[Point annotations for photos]

________

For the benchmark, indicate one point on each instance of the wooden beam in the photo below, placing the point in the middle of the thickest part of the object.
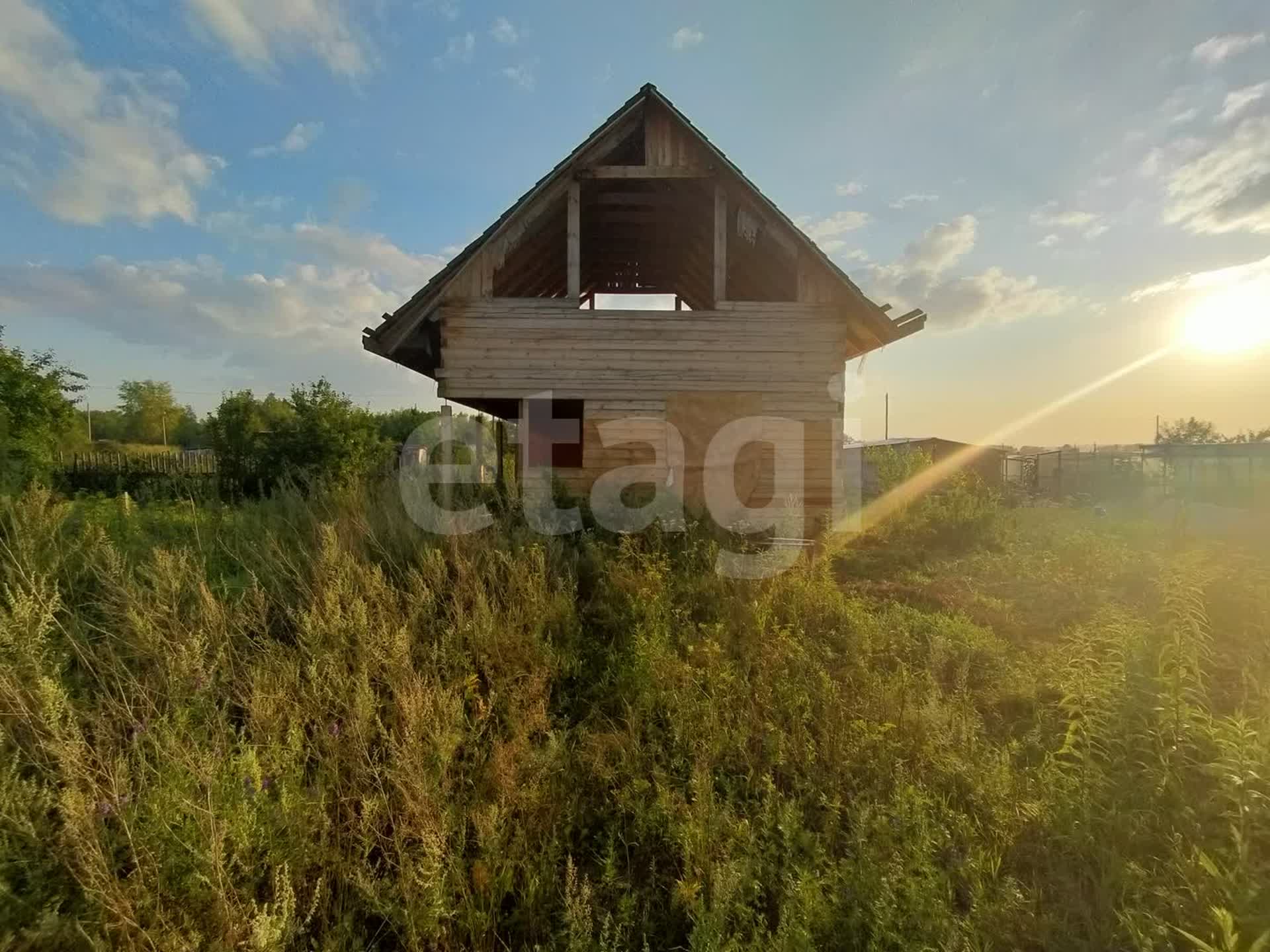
(639, 198)
(643, 172)
(574, 239)
(720, 244)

________

[WHAT IS EXPECTED] With the pictures omitted, reproduce the records in full and exactly.

[FULL ANSWER]
For the benchmark, indicate one point on each instance of the wooden beam in the photo below, placing the point in the middle of the thickest part of the object.
(639, 198)
(643, 172)
(574, 239)
(720, 244)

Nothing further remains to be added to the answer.